= Problem description =
How many lines of the records below contain the string "stem", with case counting? Give only the number.

Dataset items
◇ ◇ ◇ ◇ ◇ ◇ ◇

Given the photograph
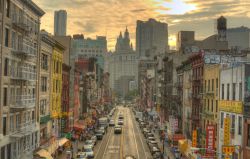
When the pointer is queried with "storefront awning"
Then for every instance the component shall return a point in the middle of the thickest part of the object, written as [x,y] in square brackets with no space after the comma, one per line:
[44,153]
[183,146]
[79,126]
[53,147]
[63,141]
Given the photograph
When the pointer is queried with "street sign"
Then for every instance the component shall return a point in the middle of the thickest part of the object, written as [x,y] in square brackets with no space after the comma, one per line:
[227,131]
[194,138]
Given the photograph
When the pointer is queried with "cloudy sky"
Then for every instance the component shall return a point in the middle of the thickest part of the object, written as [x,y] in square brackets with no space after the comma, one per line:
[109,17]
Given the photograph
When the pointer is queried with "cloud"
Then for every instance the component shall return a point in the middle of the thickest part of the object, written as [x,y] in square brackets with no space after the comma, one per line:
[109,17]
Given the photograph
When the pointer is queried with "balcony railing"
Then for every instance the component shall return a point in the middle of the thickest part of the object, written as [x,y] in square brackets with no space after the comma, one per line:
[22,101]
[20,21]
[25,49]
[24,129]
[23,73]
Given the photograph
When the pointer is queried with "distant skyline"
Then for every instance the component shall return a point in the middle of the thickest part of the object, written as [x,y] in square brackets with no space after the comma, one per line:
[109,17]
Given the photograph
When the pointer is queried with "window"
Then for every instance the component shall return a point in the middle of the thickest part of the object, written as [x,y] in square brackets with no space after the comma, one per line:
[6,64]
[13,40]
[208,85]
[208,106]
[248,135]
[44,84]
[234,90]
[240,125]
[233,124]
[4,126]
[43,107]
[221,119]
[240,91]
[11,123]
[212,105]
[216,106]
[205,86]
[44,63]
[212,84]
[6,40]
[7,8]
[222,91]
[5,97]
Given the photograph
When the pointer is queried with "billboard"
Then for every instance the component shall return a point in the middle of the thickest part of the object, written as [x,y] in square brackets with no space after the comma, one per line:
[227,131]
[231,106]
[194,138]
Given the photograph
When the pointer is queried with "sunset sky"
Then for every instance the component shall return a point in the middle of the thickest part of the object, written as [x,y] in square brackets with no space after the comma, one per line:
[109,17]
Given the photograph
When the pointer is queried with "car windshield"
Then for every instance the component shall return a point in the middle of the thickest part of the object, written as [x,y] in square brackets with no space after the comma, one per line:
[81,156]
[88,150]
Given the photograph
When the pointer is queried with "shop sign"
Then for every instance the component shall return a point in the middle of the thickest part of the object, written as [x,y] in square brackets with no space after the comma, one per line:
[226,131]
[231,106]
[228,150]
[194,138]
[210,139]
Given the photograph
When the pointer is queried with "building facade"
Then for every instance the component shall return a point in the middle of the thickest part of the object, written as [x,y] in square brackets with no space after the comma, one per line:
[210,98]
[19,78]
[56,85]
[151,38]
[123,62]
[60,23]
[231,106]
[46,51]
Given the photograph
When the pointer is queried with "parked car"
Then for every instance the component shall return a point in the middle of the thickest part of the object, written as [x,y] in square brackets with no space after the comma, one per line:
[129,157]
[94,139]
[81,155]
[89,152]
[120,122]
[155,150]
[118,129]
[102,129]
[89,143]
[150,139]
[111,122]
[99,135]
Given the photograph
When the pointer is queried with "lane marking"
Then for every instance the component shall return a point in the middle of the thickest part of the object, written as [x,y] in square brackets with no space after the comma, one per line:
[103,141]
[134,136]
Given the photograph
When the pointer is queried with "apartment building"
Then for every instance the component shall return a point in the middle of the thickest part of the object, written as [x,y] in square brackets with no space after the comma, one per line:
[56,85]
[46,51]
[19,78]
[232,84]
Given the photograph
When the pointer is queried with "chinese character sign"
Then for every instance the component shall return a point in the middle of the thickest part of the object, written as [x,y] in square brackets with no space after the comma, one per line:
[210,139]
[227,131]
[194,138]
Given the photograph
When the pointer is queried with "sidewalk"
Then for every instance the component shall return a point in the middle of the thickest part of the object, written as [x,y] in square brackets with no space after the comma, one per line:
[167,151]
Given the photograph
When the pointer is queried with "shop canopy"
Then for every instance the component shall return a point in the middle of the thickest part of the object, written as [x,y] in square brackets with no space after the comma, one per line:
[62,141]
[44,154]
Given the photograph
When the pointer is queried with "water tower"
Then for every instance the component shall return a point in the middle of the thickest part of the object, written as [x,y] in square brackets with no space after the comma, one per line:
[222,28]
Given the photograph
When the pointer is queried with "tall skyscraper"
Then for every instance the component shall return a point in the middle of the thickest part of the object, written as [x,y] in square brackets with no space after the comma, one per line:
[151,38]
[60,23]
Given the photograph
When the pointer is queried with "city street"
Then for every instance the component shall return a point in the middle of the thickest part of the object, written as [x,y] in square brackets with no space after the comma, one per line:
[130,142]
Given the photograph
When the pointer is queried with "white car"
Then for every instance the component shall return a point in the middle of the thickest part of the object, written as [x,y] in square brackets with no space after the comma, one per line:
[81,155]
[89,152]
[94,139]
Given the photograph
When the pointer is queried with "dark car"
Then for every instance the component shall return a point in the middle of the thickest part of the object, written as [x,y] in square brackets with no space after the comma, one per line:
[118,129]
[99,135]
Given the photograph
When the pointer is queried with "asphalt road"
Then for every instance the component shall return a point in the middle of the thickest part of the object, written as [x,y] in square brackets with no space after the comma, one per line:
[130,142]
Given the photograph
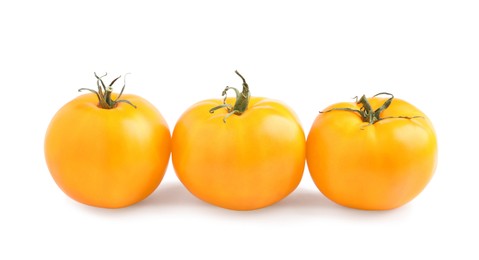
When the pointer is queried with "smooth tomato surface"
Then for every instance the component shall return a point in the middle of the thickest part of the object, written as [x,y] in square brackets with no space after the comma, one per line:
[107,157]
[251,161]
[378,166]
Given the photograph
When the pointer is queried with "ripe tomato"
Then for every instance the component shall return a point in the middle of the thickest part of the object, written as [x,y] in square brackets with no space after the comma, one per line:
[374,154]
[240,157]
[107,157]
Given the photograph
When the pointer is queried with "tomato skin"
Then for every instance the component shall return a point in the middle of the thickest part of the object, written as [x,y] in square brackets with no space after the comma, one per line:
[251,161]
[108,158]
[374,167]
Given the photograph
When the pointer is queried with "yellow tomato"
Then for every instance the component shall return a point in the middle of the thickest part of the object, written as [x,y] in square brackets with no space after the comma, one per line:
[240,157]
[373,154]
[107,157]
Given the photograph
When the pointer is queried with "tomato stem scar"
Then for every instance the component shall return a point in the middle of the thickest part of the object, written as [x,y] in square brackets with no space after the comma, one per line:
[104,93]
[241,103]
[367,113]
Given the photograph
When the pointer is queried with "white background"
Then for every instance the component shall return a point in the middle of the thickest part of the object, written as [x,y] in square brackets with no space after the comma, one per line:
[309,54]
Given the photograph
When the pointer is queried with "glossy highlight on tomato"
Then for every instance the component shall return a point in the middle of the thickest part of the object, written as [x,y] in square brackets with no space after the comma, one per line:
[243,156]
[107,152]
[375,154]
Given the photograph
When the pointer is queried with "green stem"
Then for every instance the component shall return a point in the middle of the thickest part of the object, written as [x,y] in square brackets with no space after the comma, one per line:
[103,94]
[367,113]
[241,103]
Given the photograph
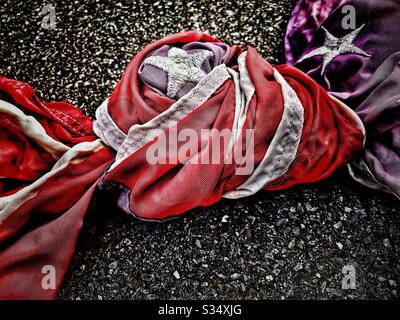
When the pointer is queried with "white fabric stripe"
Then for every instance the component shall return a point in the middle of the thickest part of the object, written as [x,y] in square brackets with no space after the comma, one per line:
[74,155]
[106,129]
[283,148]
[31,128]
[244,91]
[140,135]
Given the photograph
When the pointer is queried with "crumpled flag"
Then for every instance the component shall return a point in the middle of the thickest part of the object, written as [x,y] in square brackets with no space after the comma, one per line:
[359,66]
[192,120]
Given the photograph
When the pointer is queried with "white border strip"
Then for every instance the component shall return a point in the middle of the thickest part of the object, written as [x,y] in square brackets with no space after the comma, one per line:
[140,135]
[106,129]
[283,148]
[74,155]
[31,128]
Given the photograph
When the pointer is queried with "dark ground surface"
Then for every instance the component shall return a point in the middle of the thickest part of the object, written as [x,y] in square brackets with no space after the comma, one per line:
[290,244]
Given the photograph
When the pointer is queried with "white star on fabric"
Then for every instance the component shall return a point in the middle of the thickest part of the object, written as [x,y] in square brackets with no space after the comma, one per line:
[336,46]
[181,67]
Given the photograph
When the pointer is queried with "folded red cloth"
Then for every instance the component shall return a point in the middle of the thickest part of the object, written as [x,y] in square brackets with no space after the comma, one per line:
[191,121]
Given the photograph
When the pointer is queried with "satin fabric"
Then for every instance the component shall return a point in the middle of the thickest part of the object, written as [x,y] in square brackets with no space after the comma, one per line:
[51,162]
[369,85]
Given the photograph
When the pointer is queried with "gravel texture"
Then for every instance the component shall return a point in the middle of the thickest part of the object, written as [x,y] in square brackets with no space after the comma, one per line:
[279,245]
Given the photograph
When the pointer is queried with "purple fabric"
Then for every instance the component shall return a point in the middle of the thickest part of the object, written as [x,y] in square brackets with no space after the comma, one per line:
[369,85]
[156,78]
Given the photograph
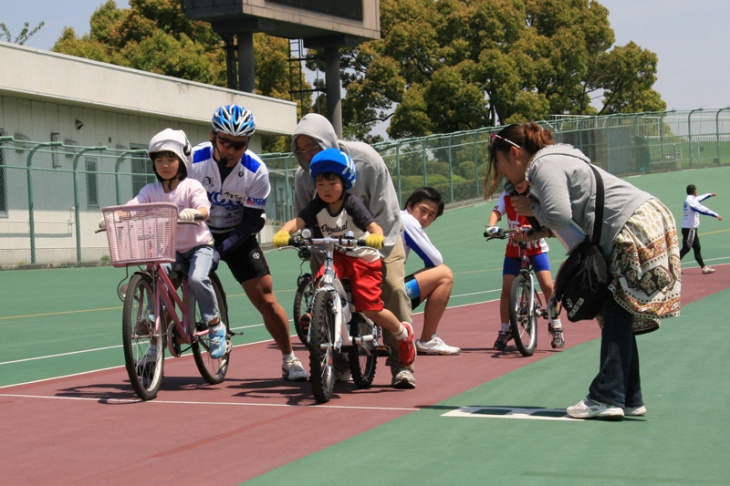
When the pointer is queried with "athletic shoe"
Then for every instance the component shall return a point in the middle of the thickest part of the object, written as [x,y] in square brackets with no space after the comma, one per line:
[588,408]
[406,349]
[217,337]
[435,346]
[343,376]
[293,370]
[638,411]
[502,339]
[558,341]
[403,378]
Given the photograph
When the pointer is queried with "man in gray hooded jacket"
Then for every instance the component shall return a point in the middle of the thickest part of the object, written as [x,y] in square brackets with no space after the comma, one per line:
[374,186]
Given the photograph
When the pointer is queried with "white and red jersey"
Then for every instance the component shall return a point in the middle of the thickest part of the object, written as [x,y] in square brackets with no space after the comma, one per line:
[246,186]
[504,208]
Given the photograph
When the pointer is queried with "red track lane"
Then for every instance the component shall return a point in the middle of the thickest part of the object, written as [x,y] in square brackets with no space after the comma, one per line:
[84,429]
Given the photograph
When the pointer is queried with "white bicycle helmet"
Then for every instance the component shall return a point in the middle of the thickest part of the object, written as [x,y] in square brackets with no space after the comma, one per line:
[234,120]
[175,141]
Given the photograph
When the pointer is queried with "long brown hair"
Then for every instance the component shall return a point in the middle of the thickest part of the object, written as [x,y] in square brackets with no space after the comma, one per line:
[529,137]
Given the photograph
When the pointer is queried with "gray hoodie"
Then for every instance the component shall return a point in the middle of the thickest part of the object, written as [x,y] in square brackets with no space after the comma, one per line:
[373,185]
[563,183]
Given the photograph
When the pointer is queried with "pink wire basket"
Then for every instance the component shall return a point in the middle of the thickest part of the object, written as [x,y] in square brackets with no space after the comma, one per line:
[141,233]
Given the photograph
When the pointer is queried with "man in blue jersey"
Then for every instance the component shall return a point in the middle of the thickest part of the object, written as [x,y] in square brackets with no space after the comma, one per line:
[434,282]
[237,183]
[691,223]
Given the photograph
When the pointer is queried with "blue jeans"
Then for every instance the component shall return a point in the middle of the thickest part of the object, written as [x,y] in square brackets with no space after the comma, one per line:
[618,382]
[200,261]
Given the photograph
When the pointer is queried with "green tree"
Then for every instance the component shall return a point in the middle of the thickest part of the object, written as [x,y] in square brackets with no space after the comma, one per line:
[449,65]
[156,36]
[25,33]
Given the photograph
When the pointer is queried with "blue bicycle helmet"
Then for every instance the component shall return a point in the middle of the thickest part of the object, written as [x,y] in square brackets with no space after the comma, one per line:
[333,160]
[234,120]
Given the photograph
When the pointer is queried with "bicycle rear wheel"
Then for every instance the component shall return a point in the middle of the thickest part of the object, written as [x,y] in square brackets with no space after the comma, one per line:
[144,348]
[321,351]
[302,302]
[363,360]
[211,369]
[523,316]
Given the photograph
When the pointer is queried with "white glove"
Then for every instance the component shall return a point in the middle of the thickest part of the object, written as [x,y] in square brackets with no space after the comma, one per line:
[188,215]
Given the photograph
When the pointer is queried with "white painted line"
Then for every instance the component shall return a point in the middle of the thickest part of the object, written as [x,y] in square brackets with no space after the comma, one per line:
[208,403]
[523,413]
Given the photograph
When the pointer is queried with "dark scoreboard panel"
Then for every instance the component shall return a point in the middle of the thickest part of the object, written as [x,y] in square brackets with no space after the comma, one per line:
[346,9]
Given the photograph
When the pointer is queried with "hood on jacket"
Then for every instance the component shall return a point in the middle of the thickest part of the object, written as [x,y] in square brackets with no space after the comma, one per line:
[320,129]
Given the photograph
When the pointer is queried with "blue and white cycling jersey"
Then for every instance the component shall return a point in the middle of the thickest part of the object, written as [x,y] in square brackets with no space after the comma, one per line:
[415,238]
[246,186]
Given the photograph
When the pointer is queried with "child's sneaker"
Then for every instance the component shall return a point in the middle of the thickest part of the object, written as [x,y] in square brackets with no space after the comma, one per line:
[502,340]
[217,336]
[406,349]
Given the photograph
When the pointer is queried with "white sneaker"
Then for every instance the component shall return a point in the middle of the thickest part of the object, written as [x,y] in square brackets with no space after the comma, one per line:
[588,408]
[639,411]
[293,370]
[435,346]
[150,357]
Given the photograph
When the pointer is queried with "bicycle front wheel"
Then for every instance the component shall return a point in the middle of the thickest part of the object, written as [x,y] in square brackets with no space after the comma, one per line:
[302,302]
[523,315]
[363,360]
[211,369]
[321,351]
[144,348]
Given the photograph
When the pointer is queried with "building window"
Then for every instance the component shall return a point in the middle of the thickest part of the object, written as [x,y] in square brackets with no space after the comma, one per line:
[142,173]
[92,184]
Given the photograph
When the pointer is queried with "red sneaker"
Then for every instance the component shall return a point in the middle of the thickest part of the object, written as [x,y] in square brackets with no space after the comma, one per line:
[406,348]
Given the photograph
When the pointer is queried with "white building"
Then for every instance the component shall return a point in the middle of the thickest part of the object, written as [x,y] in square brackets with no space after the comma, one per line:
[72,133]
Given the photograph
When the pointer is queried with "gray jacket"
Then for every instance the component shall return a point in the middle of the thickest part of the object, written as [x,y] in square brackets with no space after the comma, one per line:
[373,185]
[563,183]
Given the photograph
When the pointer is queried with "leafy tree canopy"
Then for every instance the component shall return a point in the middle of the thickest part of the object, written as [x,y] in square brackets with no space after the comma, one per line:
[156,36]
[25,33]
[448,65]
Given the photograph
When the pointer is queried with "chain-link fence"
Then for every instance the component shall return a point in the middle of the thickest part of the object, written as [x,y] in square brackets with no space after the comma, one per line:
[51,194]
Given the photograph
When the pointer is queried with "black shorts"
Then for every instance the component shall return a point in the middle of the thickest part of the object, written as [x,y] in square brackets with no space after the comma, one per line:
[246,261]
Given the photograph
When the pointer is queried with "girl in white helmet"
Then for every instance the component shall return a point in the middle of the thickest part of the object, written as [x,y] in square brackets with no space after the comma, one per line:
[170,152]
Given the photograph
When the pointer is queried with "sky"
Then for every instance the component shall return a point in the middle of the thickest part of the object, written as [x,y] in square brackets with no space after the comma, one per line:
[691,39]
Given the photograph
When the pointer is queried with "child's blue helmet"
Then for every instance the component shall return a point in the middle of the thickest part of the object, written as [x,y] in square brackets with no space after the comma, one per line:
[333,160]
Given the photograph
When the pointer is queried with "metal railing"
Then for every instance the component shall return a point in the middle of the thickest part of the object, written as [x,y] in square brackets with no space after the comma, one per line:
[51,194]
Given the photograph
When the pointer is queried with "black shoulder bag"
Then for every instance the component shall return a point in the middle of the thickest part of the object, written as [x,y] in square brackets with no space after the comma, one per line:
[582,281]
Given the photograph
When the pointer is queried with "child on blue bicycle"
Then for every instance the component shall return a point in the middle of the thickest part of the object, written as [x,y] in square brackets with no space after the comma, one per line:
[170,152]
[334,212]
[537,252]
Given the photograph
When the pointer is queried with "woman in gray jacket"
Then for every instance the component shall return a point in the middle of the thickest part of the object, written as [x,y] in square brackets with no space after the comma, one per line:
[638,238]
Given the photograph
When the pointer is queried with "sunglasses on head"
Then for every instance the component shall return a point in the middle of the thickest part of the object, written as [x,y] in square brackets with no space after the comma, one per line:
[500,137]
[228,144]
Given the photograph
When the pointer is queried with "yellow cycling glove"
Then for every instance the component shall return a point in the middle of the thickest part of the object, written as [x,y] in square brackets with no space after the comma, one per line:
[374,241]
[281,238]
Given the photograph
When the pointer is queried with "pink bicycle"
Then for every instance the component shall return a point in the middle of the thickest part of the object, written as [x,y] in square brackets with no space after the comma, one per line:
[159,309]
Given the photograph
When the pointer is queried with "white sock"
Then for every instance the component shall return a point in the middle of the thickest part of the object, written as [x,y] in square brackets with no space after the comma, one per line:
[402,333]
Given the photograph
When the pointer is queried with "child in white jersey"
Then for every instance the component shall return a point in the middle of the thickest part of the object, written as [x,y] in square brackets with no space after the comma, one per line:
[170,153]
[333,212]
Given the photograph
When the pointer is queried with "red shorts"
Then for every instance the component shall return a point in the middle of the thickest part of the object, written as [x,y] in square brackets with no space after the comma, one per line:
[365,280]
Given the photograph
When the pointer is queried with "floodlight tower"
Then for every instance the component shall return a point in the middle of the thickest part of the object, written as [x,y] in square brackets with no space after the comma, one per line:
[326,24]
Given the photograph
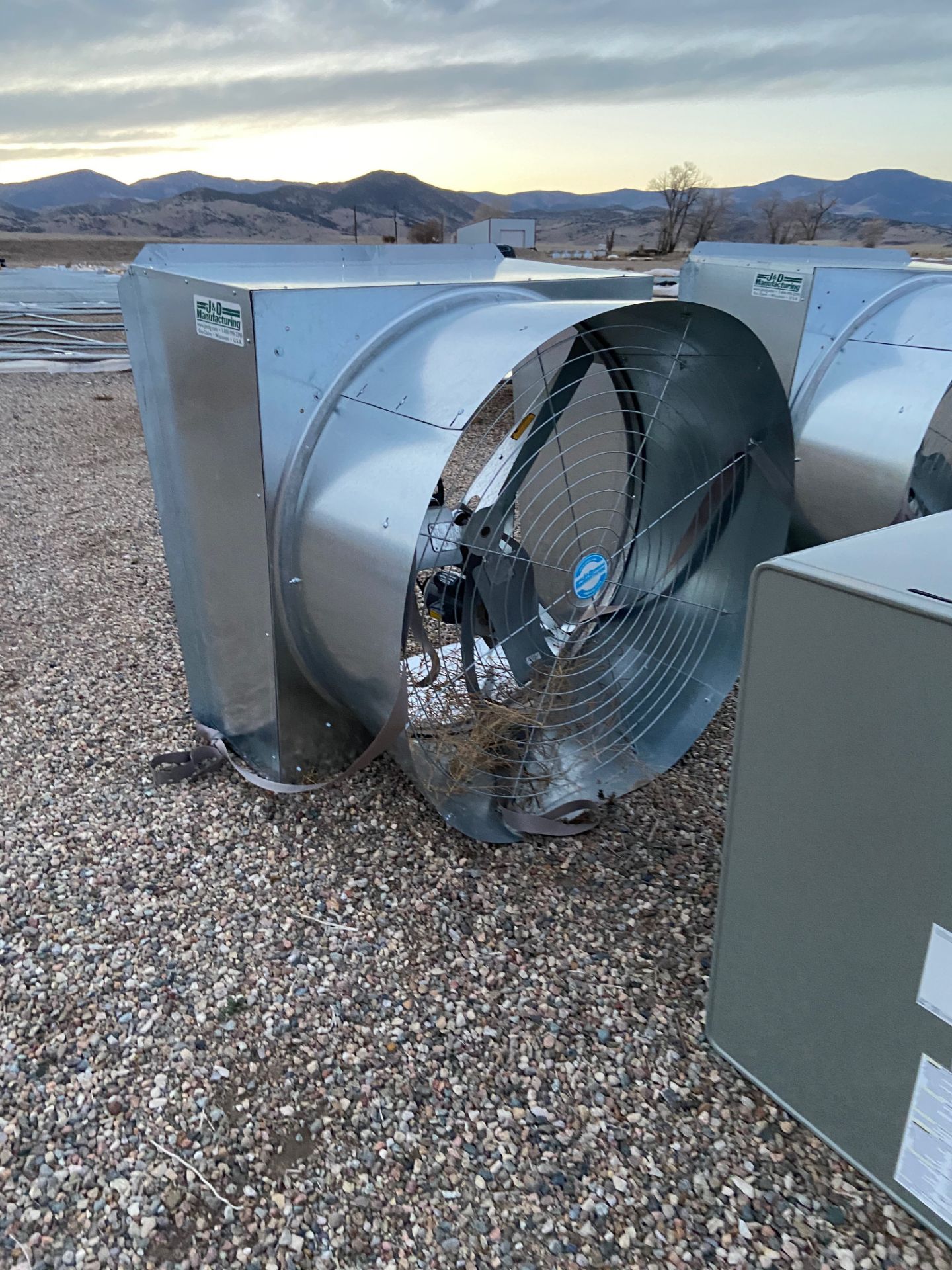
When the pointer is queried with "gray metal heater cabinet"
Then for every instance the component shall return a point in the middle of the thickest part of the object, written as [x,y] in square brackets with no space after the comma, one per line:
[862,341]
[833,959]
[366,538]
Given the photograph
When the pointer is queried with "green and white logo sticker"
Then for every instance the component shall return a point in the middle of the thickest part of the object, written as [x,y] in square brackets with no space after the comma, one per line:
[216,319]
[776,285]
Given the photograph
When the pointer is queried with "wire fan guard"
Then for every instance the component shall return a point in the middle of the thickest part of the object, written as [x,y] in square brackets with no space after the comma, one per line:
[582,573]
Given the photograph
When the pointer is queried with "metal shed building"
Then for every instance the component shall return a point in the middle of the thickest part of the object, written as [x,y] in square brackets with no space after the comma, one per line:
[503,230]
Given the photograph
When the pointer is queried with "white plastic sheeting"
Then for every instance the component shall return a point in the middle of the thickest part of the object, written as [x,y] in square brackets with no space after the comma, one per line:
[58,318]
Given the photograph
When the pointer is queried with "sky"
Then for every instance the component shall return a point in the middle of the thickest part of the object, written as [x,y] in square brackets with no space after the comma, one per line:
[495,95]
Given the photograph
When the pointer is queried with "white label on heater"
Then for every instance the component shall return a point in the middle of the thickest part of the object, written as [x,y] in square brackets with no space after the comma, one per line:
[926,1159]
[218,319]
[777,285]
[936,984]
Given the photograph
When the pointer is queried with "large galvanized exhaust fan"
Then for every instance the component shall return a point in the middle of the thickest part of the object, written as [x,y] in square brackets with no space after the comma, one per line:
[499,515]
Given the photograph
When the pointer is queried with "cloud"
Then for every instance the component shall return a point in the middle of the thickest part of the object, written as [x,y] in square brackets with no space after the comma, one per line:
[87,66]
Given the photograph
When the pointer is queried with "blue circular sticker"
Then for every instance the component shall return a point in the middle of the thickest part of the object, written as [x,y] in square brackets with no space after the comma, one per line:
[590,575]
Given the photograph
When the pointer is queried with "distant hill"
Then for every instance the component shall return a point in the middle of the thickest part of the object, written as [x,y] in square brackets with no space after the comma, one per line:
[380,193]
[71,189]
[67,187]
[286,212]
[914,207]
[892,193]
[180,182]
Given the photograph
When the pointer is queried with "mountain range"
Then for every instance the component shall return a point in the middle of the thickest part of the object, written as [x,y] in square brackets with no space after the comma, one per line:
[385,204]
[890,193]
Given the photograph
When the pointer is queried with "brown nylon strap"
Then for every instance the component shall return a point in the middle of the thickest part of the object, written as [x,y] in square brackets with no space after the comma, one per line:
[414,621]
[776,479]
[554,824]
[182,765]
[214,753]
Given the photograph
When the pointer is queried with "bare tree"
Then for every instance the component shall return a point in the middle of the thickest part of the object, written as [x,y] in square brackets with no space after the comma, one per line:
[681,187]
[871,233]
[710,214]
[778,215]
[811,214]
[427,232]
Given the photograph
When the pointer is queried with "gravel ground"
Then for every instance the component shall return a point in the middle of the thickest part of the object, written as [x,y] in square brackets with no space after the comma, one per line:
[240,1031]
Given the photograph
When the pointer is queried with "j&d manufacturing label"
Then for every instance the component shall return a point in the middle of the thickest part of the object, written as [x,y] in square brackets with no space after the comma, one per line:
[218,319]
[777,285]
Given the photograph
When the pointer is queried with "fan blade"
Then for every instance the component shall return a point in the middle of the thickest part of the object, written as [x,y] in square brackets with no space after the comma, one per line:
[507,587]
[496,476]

◇ ◇ ◇ ◇ ◇ ◇ ◇

= Exercise solution =
2